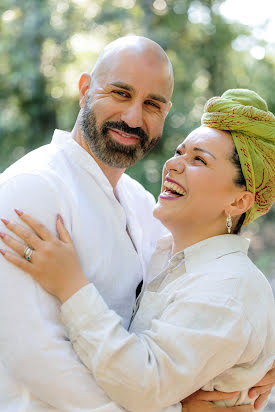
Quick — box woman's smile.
[159,177,186,200]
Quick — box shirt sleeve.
[0,175,128,412]
[61,284,254,412]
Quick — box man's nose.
[121,102,143,128]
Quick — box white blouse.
[62,235,275,412]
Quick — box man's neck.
[72,122,126,192]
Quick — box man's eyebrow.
[148,94,168,104]
[177,143,217,160]
[110,81,168,103]
[110,81,135,92]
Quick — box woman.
[2,89,275,411]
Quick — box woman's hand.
[182,361,275,412]
[248,361,275,410]
[0,210,89,303]
[181,390,254,412]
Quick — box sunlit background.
[0,0,275,281]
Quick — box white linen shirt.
[61,235,275,412]
[0,131,175,412]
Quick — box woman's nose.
[165,156,185,173]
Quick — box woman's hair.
[230,147,246,235]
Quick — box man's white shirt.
[0,131,177,412]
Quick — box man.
[0,36,272,412]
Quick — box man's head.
[79,36,173,169]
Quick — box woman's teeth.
[163,180,186,196]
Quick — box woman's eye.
[195,156,206,165]
[145,101,160,109]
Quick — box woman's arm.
[1,215,274,411]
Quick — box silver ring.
[24,246,33,261]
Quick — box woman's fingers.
[0,232,30,257]
[0,249,36,278]
[56,214,73,244]
[1,218,42,249]
[14,209,56,241]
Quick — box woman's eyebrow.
[193,147,217,160]
[177,143,217,160]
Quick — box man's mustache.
[102,121,149,144]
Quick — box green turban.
[201,89,275,225]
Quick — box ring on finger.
[24,246,33,261]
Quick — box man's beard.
[80,99,161,169]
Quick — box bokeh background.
[0,0,275,282]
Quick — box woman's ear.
[78,73,91,108]
[226,190,255,217]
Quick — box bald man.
[0,36,268,412]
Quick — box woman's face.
[154,126,245,230]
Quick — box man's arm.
[0,175,127,412]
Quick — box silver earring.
[226,215,232,233]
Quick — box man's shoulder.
[0,139,70,187]
[120,173,155,205]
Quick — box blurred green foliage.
[0,0,275,275]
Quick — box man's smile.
[109,128,139,144]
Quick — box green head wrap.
[201,89,275,225]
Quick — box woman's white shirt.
[62,235,275,412]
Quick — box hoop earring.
[226,215,232,233]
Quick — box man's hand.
[181,390,253,412]
[248,361,275,409]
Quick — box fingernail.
[57,213,64,225]
[14,209,23,216]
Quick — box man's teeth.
[164,180,186,196]
[118,132,135,139]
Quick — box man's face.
[80,52,170,168]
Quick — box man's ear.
[226,190,255,217]
[165,101,172,117]
[78,73,91,108]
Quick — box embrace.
[0,36,275,412]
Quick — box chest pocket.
[130,291,173,333]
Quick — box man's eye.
[195,156,206,165]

● **What you have to do**:
Reproduce everything from the start of the records above down to the line that contains "[0,36,272,412]", both ends included, offsetting every bounding-box coordinate in the answers by -86. Leave out the pictures.

● **Exercise output**:
Quick — box woman's smile.
[73,91,100,114]
Quick — box shirt sleeve.
[-86,89,42,326]
[-25,198,168,326]
Quick — box man's nose.
[35,16,57,42]
Quick — box white blouse.
[-24,149,189,326]
Quick — box man's neck.
[-14,36,40,106]
Quick — box man's eyebrow.
[62,8,82,18]
[91,57,131,74]
[24,-5,82,17]
[24,-5,49,6]
Quick — box woman.
[-84,3,189,325]
Quick — box woman's hand.
[96,275,189,326]
[162,275,189,324]
[-86,124,3,217]
[95,304,168,326]
Quick — box sunlit background.
[-86,-86,189,195]
Quick — box white linen shirt.
[-25,149,189,326]
[-86,45,89,326]
Quick — box woman's nose.
[79,70,99,87]
Quick — box woman's hair.
[144,61,160,149]
Quick — box man's white shirt.
[-86,45,91,326]
Quick — box man.
[-86,-50,186,326]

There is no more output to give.